▶ **TASK 1**
From the records, reproduce without any changes the lines starting at the one containing "Get the bounding box for dark" and ending at the one containing "[868, 562, 1170, 724]", both included.

▶ **PAGE EXCERPT**
>> begin

Thanks mike for letting me know it can be done safely with the 3.55 gears. I know with the family our size a 21rs or 23rs is tight but I know we can do it because we are use to close quarters. Our trips would be for long weekends at the most and I suspect we would spend most of the time outside unless it was raining. I will still be searching for a Suburban that would allow me to pull a bigger trailer (I would need to trade in the Durango that I really like and the idea of a Suburban as my everyday vehicle is not too appealing) but also plan to discuss with the Dodge dealer tomorrow about the idea of swapping out the differentials to 3.92.


----------



## Sayonara (Jul 23, 2007)

Oregon_Camper said:


> Thanks mike for letting me know it can be done safely with the 3.55 gears. I know with the family our size a 21rs or 23rs is tight but I know we can do it because we are use to close quarters. Our trips would be for long weekends at the most and I suspect we would spend most of the time outside unless it was raining. I will still be searching for a Suburban that would allow me to pull a bigger trailer (I would need to trade in the Durango that I really like and the idea of a Suburban as my everyday vehicle is not too appealing) but also plan to discuss with the Dodge dealer tomorrow about the idea of swapping out the differentials to 3.92.


If you have a 4x4 you will have to change out the front differential as well and have some reprograming done. id expect it to be ~$1000 - $1500 based on some quotes I have gotten in the past for other trucks.

Good Luck !


----------



## outbackgeorgia (Jan 28, 2004)

The "short wheelbase" Durango is 119 inches, three inches longer than a Tahoe. There are many on this forum towing with the Tahoe.
My previous TV, a Gen 1 Durango with 116 inch WB towed our 21RS just fine.

I now pull a 25 RS-S with my Durango 5.7 Hemi and I am SAFE. I am under the rated tow ratings for the vehicle, BUT I replaced the stock shocks with Ranchos, and added Air Lift bags to stabilize the soft suspension of the Durango. My equalizer if fine, but a GOOD WD hitch is REQUIRED. I do NOT tow at 70 mph, however, 55-60 is just fine. The best safety margin is slower speeds, not less weight. If you need a large capacity tow vehicle , then a Durango is not the best choice.
I am hoping someone can explain to me how it is "unsafe" to tow within the factory tow ratings of the TV and Outback with both properly equipped driving UNDER the speed limit.

Dave


----------



## CamperAndy (Aug 26, 2004)

outbackgeorgia said:


> I am hoping someone can explain to me how it is "unsafe" to tow within the factory tow ratings of the TV and Outback with both properly equipped driving UNDER the speed limit.
> 
> Dave


No one will tell you that you are unsafe if (IF is a big word here) you do as you say. The problems arise when ratings are misrepresented or over looked. Example is the typical question "What is the dry weight of the trailer?" well the dry weight means nothing it is the wet and loaded weight you should know because there can be 1 or 2 thousand pounds difference in the two weights. Also the statement "My tow rating is X,XXX and that is enough to pull the trailer." but the tow rating in the owners manual normally has a little asterisk next to it that indicates it is with a 150 pound driver and often does not even include a full tank of fuel. So once you add mom, dad, the kids and Fido along with all the junk to support them, you have just whacked 5 to 12 hundred pounds off the tow rating. As for the speed limit that is for a unencumbered passenger car not normally for a truck and trailer and those speeds can be badly biased on what part of the country you are in.

>> end

▶ **EXCERPTED DATA**
>> begin

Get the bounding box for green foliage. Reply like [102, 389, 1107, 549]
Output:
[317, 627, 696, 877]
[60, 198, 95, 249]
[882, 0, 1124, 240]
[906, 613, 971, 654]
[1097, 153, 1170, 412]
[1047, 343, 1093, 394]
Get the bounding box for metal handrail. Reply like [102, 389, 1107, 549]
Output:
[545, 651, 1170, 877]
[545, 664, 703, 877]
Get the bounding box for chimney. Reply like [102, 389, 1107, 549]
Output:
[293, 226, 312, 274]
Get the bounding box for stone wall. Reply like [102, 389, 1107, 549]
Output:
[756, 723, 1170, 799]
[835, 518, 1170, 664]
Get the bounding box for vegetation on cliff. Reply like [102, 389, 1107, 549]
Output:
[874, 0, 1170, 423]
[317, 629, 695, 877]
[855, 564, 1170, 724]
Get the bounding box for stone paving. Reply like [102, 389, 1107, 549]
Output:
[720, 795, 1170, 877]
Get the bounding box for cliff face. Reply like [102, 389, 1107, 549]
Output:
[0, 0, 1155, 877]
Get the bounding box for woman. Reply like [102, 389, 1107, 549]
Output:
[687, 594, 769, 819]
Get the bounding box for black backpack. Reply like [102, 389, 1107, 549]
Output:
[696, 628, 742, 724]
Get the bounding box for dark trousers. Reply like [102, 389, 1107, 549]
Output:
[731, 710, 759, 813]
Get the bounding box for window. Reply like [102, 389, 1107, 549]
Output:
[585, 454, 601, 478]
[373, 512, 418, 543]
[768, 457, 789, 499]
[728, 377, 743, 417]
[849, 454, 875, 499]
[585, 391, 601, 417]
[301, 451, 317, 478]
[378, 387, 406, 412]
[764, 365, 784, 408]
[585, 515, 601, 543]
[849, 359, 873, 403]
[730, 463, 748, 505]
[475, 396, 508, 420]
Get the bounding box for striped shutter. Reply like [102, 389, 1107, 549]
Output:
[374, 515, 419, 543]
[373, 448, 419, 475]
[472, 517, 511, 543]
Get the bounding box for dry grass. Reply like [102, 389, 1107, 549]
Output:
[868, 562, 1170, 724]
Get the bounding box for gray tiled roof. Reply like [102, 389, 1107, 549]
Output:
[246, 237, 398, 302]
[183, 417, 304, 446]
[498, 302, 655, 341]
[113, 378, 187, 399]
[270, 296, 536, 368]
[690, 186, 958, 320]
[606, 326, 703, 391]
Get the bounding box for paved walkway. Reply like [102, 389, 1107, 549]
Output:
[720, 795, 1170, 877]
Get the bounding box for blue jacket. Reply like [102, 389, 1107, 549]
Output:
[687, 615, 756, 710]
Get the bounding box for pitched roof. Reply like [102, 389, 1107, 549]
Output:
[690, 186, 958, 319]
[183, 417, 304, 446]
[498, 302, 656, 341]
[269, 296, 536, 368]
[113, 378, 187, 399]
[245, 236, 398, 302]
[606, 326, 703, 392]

>> end

▶ **TASK 2**
In the forum thread on towing, what did outbackgeorgia replace the Durango's stock shocks with?

▶ **ANSWER 1**
Get the bounding box for dark trousers. Reply like [102, 389, 1107, 549]
Output:
[731, 710, 759, 813]
Get the bounding box for window. Reply like [102, 389, 1107, 549]
Output:
[585, 454, 601, 478]
[373, 512, 418, 543]
[768, 457, 789, 499]
[728, 377, 743, 417]
[849, 454, 875, 499]
[585, 391, 601, 417]
[301, 451, 317, 478]
[378, 387, 406, 412]
[764, 365, 784, 408]
[585, 515, 601, 543]
[849, 359, 873, 403]
[730, 463, 748, 505]
[475, 396, 508, 420]
Get the bounding box for striped shutter. Reply like [102, 389, 1107, 549]
Output:
[374, 515, 419, 543]
[373, 448, 419, 475]
[472, 517, 511, 543]
Get the bounding box for dry grass. Reply like [102, 389, 1107, 549]
Output:
[868, 562, 1170, 724]

▶ **ANSWER 2**
Ranchos.